**WHAT TO PRODUCE**
Identify and copy every line of the listing that contains the string "straw", treating case as significant.

**EXTRACTED MATERIAL**
===

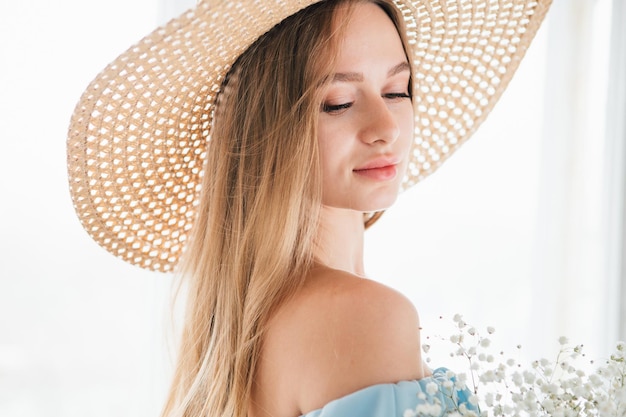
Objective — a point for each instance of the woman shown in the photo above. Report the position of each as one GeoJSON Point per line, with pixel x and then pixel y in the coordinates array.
{"type": "Point", "coordinates": [314, 115]}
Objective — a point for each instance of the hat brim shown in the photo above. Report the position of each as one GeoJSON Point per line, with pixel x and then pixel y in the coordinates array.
{"type": "Point", "coordinates": [137, 139]}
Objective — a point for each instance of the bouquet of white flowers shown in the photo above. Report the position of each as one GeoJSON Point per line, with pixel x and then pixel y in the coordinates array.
{"type": "Point", "coordinates": [557, 388]}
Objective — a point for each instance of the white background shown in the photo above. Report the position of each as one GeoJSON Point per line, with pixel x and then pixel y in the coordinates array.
{"type": "Point", "coordinates": [510, 232]}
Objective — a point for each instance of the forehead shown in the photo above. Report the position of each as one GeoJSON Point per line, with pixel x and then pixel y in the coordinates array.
{"type": "Point", "coordinates": [366, 33]}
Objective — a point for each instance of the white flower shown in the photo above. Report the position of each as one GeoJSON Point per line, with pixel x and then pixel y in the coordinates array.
{"type": "Point", "coordinates": [432, 388]}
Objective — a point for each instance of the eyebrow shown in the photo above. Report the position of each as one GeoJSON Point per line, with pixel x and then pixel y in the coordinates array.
{"type": "Point", "coordinates": [358, 77]}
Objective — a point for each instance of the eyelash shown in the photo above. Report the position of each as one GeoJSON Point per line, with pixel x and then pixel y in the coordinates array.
{"type": "Point", "coordinates": [328, 108]}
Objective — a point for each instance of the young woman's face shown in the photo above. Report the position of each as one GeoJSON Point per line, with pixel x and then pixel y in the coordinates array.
{"type": "Point", "coordinates": [365, 126]}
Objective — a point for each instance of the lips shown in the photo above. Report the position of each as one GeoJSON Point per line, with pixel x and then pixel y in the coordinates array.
{"type": "Point", "coordinates": [381, 169]}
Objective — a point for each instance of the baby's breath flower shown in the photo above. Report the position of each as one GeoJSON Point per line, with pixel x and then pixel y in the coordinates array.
{"type": "Point", "coordinates": [432, 388]}
{"type": "Point", "coordinates": [503, 387]}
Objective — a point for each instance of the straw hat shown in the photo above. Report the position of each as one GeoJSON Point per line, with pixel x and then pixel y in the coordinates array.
{"type": "Point", "coordinates": [138, 136]}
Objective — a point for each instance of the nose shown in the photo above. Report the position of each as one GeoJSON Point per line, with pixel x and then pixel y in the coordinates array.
{"type": "Point", "coordinates": [380, 124]}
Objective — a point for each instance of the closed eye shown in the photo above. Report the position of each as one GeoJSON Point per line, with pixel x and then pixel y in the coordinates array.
{"type": "Point", "coordinates": [335, 108]}
{"type": "Point", "coordinates": [397, 95]}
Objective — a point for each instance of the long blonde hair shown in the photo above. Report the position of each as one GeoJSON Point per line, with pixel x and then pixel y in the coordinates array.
{"type": "Point", "coordinates": [252, 243]}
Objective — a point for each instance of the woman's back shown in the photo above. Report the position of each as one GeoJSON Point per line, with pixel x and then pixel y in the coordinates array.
{"type": "Point", "coordinates": [338, 334]}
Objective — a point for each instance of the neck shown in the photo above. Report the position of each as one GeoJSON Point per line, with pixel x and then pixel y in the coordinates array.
{"type": "Point", "coordinates": [340, 240]}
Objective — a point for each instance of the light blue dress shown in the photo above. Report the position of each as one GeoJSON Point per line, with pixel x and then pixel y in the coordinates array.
{"type": "Point", "coordinates": [393, 400]}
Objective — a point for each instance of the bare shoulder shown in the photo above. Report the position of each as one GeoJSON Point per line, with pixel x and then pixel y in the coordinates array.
{"type": "Point", "coordinates": [341, 333]}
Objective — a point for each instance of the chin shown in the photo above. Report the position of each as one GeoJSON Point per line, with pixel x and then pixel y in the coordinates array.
{"type": "Point", "coordinates": [380, 203]}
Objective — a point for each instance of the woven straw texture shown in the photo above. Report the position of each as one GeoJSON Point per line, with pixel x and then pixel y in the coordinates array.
{"type": "Point", "coordinates": [137, 139]}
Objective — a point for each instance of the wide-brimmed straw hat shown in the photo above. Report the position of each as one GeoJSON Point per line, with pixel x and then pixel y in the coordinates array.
{"type": "Point", "coordinates": [137, 139]}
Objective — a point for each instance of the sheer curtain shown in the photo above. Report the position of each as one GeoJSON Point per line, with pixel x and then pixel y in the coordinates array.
{"type": "Point", "coordinates": [522, 228]}
{"type": "Point", "coordinates": [514, 230]}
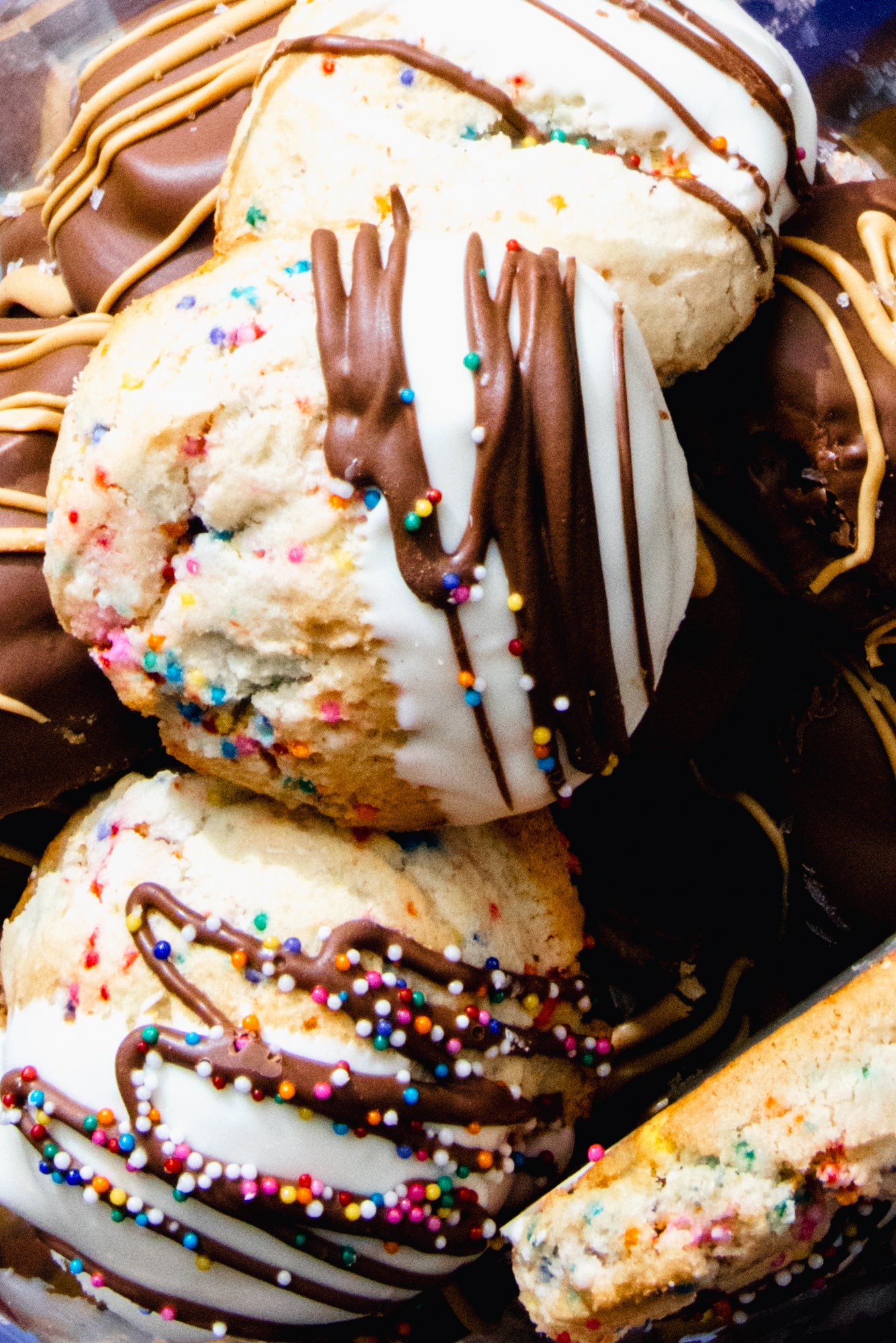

===

**WRITTEN ANSWER**
Objective — a point for each instance of the straw hat shown in the photo above. Report the position of each as one GeoJSON Point per line, with pixel x and then pixel y in the coordinates array.
Objective — a point for each instance of the woven straw texture shown in the photo above. Report the position of each as one GeoJSON Point per line, with pixel x and then pixel y in the coordinates array.
Objective — a point for each instance of the wide-brimmed straw hat shown in the photo above. Report the position of each as one GeoJSON Point per line, with pixel x and then pixel y in the coordinates array.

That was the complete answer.